**CONSIGNE 1**:
D'après le texte sur le politiquement correct et les Offices, quels artistes sont cités comme très connus et essentiels à l'identité des Offices ?
**CONSIGNE 2**:
Prolongez le texte sur le projet On Being Present aux Offices en reprenant après sa dernière phrase.

**TEXTE PRÉSENTÉ**:
=======

Piero di Cosimo, Persée libère Andromède (vers 1510-1513 ; tempera grassa sur panneau, 70 x 120 cm ; Florence, galeries des Offices, galerie des Statues et des Peintures)
Piero di Cosimo, Persée libère Andromède (vers 1510-1513 ; tempera grassa sur panneau, 70 x 120 cm ; Florence, galeries des Offices, galerie des Statues et des Peintures)


Antonio Domenico Gabbiani, Portrait de quatre serviteurs de la cour des Médicis (1684 ; huile sur toile, 205 x 140 cm ; Florence, Galeries des Offices, Palazzo Pitti, Galerie Palatine, Dépôts)
Antonio Domenico Gabbiani, Portrait de quatre serviteurs de la cour des Médicis (1684 ; huile sur toile, 205 x 140 cm ; Florence, Galeries des Offices, Palazzo Pitti, Galerie Palatine, Dépôts).

En Italie, cependant, certains s’opposent à ces projets, nombreux sont ceux qui considèrent qu’ils cèdent à un prétendu politiquement correct, par exemple. Que peut-on faire pour surmonter cette résistance?

Je pense qu’il y a beaucoup de problèmes autour du langage que nous utilisons: par exemple, être politiquement correct est devenu, dans les mains des médias et des politiciens, quelque chose de négatif. Ne pas blesser les gens en faisant attention aux termes que nous utilisons et à la manière dont nous abordons certains sujets est perçu comme une chose négative, comme un manque de liberté. Et ce manque de liberté est souvent la liberté d’offenser. Si nous considérons le politiquement correct comme une menace, nous devons nous demander ce qui est menaçant. Et par conséquent, nous devons être très prudents lorsque nous parlons du politiquement correct et éviter les confusions ou l’utilisation de ce terme dans un sens péjoratif. Pour prendre l’exemple du projet On Being Present, si nous le lisons comme une tentative des Offices d’introduire des contenus noirs de l’extérieur parce qu’il y a des protestations en ce moment, alors il est évident que ce geste n’est pas sincère. En fait, il s’agit dans ce cas d’un projet de recherche qui aborde simplement un aspect peu étudié de la collection des Offices, et nous parlons également d’artistes très connus et essentiels à l’identité des Offices (pensons seulement à Piero di Cosimo et Bronzino). Par conséquent, il ne peut être “politiquement correct”, comme beaucoup l’entendent, qu’un projet fasse ce que les Offices ont toujours fait. Le problème est que les gens entendent “noir” et “Uffizi” et pensent automatiquement à quelque chose de négatif, parce qu’ils pensent que nous avons pris quelque chose de noir ici et là et l’avons imposé dans le discours général. En réalité, nous travaillons sur un contenu qui a toujours existé. On Being Present est d’ailleurs un projet qui a été mis en place par des historiens de l’art expérimentés et qui s’est appuyé sur des livres et des études qui existaient déjà, mais qui n’ont pas été appliqués à des institutions individuelles.

=======

**DONNÉES EXTRAITES**:

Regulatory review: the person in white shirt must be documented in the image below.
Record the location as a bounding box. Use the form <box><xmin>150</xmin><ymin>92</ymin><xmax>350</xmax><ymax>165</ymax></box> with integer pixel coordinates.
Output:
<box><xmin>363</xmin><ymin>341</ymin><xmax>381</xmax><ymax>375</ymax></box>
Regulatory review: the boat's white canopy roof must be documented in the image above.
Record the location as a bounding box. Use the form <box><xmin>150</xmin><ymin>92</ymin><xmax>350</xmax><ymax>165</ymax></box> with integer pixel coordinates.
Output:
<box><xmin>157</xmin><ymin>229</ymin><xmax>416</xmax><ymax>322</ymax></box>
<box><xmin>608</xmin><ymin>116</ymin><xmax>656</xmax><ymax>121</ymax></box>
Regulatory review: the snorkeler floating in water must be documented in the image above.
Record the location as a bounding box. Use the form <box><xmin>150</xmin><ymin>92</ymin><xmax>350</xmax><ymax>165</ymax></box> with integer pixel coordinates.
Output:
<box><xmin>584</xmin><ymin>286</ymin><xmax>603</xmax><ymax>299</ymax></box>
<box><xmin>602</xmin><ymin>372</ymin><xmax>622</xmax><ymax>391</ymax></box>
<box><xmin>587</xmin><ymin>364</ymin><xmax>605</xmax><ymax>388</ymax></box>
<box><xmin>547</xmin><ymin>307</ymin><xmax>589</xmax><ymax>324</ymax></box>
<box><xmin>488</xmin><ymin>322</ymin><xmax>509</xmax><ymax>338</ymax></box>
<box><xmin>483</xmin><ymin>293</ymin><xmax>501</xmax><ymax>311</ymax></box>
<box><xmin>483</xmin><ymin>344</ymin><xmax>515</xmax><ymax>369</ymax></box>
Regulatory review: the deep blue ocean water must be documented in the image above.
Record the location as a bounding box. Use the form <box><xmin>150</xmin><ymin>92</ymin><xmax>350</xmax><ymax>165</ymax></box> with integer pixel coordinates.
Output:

=======

**ZONE DE RÉPONSE 1**:
Piero di Cosimo et Bronzino.

**ZONE DE RÉPONSE 2**:
Pour conclure notre conversation, je voudrais revenir sur l’événement qui, il y a quelques semaines, a placé les communautés noires au centre du monde culturel grâce à la projection, pendant 48 heures consécutives, de l’œuvre Love is the message, the message is death, d’Arthur Jafa, qui a été diffusée sans interruption par différents musées du monde entier. Dans la vidéo, on entend à un moment l’actrice Amandla Stenberg dire: “A quoi ressemblerait l’Amérique si nous aimions les Noirs autant que nous aimons la culture noire”. J’aimerais vous poser cette question provocante.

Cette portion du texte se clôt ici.